▸ **PROVIDED MATERIAL**:

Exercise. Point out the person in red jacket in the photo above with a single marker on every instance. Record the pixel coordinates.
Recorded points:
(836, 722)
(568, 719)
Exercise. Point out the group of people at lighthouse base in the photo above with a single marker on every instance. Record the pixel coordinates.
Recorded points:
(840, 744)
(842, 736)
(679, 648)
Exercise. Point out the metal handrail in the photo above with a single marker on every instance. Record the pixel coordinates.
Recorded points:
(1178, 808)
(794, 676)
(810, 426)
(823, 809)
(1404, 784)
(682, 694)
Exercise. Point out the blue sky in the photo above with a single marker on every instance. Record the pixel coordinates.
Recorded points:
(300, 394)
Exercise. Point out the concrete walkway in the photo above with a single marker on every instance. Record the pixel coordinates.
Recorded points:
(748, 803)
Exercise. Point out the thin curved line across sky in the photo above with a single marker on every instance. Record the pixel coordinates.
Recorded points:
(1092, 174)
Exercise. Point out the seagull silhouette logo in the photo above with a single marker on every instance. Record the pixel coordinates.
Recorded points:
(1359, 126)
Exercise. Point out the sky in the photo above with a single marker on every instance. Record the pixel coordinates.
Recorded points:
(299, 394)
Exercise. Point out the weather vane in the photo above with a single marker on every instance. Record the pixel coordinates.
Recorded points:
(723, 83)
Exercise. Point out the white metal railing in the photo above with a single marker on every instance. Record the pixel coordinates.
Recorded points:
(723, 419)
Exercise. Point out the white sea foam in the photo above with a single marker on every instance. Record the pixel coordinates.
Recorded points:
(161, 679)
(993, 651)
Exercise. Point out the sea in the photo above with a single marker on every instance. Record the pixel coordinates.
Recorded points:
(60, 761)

▸ **ABOUT THIS EXERCISE**:
Having read the material, transcribe all of it exactly.

▸ **RESPONSE AREA**:
Exercise. Point out the person in red jacket in the photo above with a single marker on every instance. Record the pixel coordinates.
Recorded points:
(836, 722)
(568, 719)
Exercise. Point out the group of people at lighthouse base in the photo above with a single marker on every instance. Record the pixel coordinates.
Recorded points:
(840, 744)
(842, 736)
(679, 648)
Exercise. Point out the metal handrail in the photo above with a single marker on every instance. Record the pixel coordinates.
Recorded points:
(1178, 808)
(794, 676)
(810, 426)
(823, 809)
(1404, 784)
(682, 694)
Exercise. Point out the blue sky in the photo above with a single marker on every instance. Record the pixel coordinates.
Recorded points:
(300, 394)
Exercise. Point out the concrete walkway in the photo above with a single marker on every instance. Record the pixel coordinates.
Recorded points:
(748, 803)
Exercise. Point out the thin curved line across sky in the photo above with a single marker on every instance. Record the pixel coordinates.
Recorded points:
(1092, 174)
Exercise. Point out the seagull silhouette logo in the photo above with a single marker on every instance. Record the pixel coordinates.
Recorded points:
(1359, 126)
Exercise. Point out the sky in the photo above with a single marker on every instance. Record the pixel coordinates.
Recorded points:
(299, 394)
Exercise. Point out the weather vane in the photo above with a single marker on every instance. Record the pixel coordinates.
Recorded points:
(723, 83)
Exercise. Point out the white metal railing in the photo above with a single marker on every instance. Record the pixel coordinates.
Recorded points:
(723, 419)
Exercise. Point out the white sea foam in the photo above with a single marker on every instance. Record the pixel coordinates.
Recorded points:
(161, 679)
(993, 651)
Exercise. Point out the sea in the photo above with a single marker on every instance. Record the pixel coordinates.
Recorded points:
(60, 761)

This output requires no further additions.